• **Directions**: Starting at the line that contains "baggage cart wheel", return every line through the end of the data exactly, without pictures.

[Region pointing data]
--- START ---

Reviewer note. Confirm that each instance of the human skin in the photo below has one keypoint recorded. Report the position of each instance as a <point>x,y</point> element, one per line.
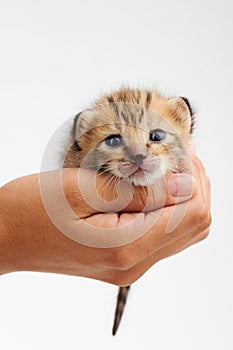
<point>29,240</point>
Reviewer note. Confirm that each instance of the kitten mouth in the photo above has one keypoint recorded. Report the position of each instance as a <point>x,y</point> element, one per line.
<point>132,170</point>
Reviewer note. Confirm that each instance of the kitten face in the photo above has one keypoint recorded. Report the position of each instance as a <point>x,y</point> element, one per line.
<point>131,141</point>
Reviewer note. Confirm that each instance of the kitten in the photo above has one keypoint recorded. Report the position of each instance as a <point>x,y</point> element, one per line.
<point>136,135</point>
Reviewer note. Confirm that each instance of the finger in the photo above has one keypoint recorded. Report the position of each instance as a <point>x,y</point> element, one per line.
<point>88,193</point>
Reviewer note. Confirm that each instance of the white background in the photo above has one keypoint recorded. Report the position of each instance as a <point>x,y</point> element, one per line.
<point>56,56</point>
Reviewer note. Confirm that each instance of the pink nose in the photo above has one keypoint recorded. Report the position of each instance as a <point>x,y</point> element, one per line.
<point>138,158</point>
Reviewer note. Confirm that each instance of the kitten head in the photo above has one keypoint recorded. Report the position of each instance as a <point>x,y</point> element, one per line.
<point>132,134</point>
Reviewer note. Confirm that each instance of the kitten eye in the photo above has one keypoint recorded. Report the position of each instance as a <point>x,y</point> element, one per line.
<point>157,135</point>
<point>113,141</point>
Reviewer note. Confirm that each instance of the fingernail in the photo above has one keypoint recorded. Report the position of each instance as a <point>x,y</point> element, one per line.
<point>181,185</point>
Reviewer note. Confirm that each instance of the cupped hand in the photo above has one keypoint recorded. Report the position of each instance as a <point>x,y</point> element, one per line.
<point>134,229</point>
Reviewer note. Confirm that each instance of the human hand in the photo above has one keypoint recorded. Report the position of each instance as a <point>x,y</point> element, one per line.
<point>31,241</point>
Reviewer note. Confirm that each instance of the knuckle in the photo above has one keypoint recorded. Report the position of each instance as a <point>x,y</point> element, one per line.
<point>125,259</point>
<point>202,217</point>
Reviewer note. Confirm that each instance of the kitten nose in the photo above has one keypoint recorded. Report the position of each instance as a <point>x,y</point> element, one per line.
<point>138,158</point>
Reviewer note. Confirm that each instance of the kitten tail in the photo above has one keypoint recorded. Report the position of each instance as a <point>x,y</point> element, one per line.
<point>121,301</point>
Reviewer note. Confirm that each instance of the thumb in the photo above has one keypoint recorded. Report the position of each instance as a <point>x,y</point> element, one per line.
<point>169,190</point>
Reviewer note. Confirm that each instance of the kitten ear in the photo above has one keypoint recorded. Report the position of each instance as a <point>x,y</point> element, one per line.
<point>82,123</point>
<point>183,112</point>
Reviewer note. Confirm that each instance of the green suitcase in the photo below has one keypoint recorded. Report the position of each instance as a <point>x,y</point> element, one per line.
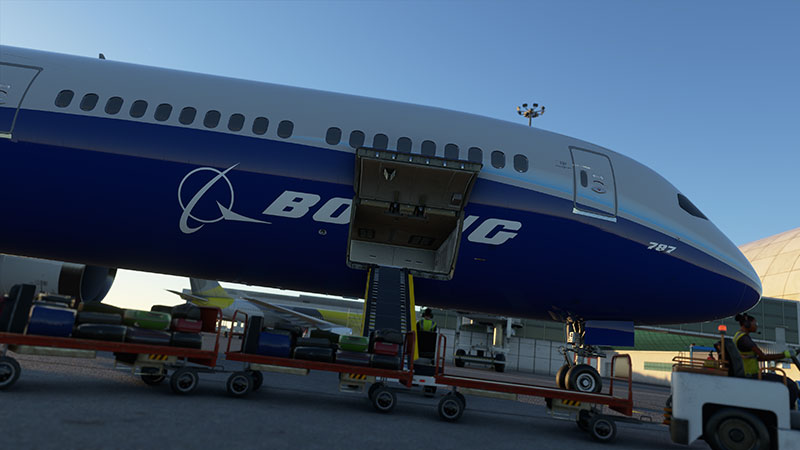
<point>354,343</point>
<point>146,319</point>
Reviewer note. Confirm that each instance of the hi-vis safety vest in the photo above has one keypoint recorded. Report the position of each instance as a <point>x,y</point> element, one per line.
<point>749,359</point>
<point>427,325</point>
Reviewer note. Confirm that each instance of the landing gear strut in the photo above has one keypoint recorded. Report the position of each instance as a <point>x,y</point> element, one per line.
<point>575,374</point>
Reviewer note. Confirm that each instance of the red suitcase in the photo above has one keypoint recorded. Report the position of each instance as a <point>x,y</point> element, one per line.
<point>385,348</point>
<point>187,325</point>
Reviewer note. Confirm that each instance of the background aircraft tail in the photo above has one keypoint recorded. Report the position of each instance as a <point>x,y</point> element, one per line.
<point>208,288</point>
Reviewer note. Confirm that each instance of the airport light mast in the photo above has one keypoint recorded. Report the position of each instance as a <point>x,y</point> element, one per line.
<point>531,112</point>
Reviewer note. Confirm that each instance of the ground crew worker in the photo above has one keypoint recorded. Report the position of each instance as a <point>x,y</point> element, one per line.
<point>426,323</point>
<point>751,355</point>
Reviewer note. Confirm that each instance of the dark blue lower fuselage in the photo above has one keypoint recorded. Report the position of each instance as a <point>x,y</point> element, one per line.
<point>105,191</point>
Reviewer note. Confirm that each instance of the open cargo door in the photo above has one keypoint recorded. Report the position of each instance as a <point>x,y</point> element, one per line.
<point>408,212</point>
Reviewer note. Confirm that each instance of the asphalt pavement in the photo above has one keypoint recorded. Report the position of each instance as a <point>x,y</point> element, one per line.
<point>64,403</point>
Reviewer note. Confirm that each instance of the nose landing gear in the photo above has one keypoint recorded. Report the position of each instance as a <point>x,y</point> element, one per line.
<point>575,375</point>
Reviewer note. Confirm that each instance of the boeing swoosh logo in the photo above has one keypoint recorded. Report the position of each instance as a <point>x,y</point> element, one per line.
<point>226,213</point>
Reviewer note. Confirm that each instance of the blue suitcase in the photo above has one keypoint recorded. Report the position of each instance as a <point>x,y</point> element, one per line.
<point>51,321</point>
<point>352,358</point>
<point>275,343</point>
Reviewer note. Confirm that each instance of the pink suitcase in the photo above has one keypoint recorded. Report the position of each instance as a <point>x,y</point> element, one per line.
<point>187,325</point>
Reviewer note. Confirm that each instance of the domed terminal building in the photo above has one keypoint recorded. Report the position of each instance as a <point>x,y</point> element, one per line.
<point>777,262</point>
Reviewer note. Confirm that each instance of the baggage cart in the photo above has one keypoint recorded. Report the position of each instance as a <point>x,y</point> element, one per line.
<point>151,362</point>
<point>352,378</point>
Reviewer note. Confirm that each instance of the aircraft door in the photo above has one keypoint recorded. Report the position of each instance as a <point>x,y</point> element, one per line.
<point>595,192</point>
<point>14,82</point>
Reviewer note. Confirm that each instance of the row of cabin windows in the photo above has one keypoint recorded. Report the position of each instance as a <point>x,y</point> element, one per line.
<point>236,121</point>
<point>164,111</point>
<point>428,148</point>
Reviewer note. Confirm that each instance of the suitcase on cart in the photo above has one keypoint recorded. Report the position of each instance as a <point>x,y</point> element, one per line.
<point>188,340</point>
<point>51,321</point>
<point>187,311</point>
<point>147,336</point>
<point>424,367</point>
<point>251,334</point>
<point>102,332</point>
<point>146,319</point>
<point>354,343</point>
<point>100,307</point>
<point>332,337</point>
<point>352,358</point>
<point>385,362</point>
<point>319,354</point>
<point>296,330</point>
<point>92,317</point>
<point>385,348</point>
<point>387,335</point>
<point>187,325</point>
<point>17,310</point>
<point>63,300</point>
<point>315,342</point>
<point>162,308</point>
<point>275,343</point>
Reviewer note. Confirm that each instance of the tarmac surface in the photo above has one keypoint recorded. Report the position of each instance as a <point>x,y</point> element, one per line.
<point>65,403</point>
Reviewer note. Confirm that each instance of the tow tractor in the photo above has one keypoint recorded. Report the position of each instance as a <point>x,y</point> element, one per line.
<point>712,400</point>
<point>493,352</point>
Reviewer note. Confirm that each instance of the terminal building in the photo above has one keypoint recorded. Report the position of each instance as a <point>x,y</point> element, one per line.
<point>534,346</point>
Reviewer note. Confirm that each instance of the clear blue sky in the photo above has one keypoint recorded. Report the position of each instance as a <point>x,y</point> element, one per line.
<point>706,93</point>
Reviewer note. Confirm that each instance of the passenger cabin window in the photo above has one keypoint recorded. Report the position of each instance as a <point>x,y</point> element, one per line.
<point>113,105</point>
<point>475,154</point>
<point>521,163</point>
<point>64,98</point>
<point>89,101</point>
<point>163,111</point>
<point>187,115</point>
<point>333,136</point>
<point>428,148</point>
<point>212,119</point>
<point>138,108</point>
<point>285,129</point>
<point>404,145</point>
<point>689,207</point>
<point>451,151</point>
<point>498,159</point>
<point>260,125</point>
<point>380,141</point>
<point>236,122</point>
<point>356,139</point>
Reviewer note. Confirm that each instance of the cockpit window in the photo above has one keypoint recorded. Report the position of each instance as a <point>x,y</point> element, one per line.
<point>689,207</point>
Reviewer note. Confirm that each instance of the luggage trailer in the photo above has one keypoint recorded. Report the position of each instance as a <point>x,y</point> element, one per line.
<point>351,378</point>
<point>586,409</point>
<point>151,362</point>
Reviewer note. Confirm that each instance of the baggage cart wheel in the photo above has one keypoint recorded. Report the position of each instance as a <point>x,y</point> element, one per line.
<point>583,420</point>
<point>731,428</point>
<point>561,377</point>
<point>372,389</point>
<point>184,381</point>
<point>602,429</point>
<point>461,396</point>
<point>153,379</point>
<point>9,372</point>
<point>383,399</point>
<point>240,384</point>
<point>258,379</point>
<point>451,407</point>
<point>584,378</point>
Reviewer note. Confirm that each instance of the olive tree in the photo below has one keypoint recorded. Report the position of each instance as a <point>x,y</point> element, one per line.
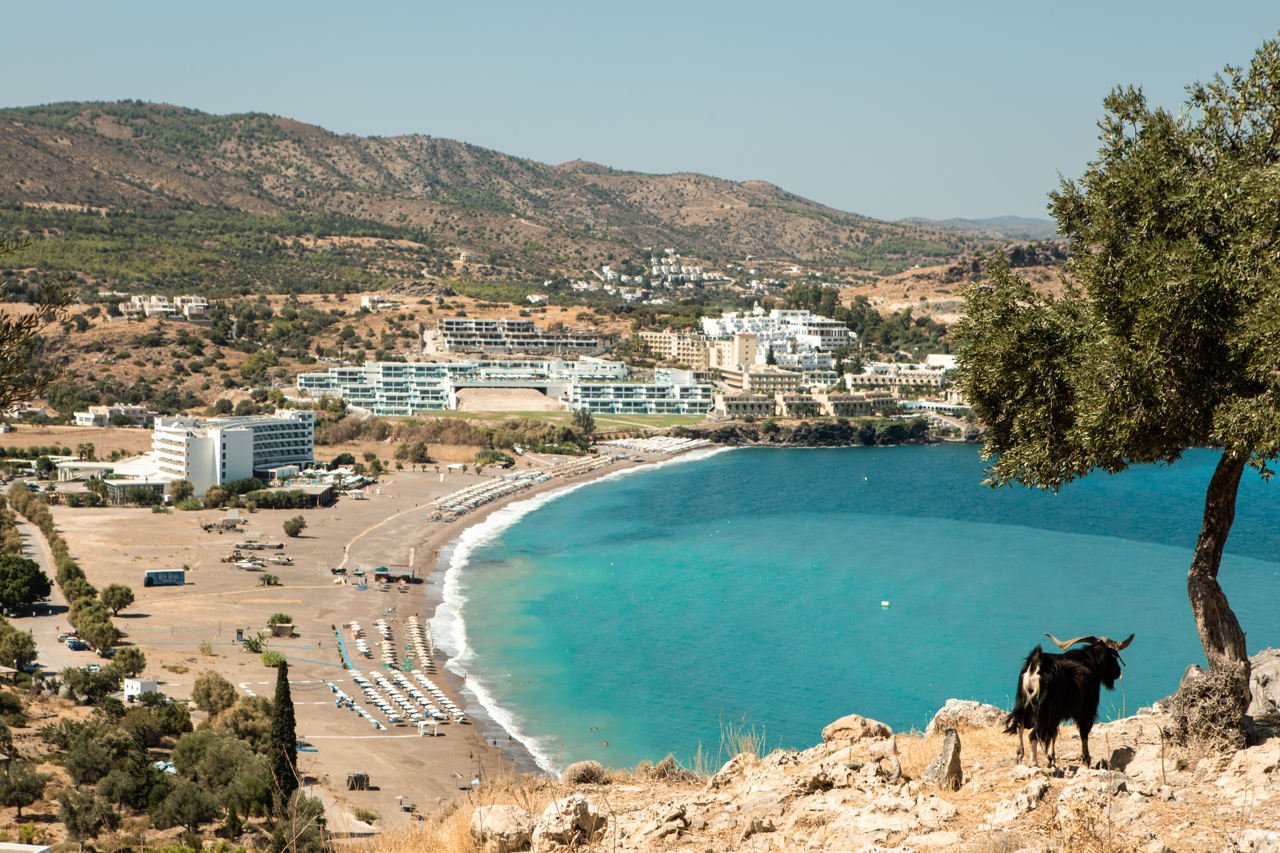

--- END ---

• **Response to the exercise**:
Reviewer note. Confirm that each instance of the baggage cart wheel in the photo above has one keypoint recorded. Report the position of each instance as a <point>x,y</point> element, one per line.
<point>583,420</point>
<point>731,428</point>
<point>561,377</point>
<point>372,389</point>
<point>184,381</point>
<point>602,429</point>
<point>461,396</point>
<point>153,379</point>
<point>9,372</point>
<point>383,399</point>
<point>240,384</point>
<point>258,379</point>
<point>451,407</point>
<point>584,378</point>
Reviewer note. Confirm that each instance of the olive tree in the photo below has one keypoint recorded. Report the position of each instance as a <point>x,y</point> element, one per line.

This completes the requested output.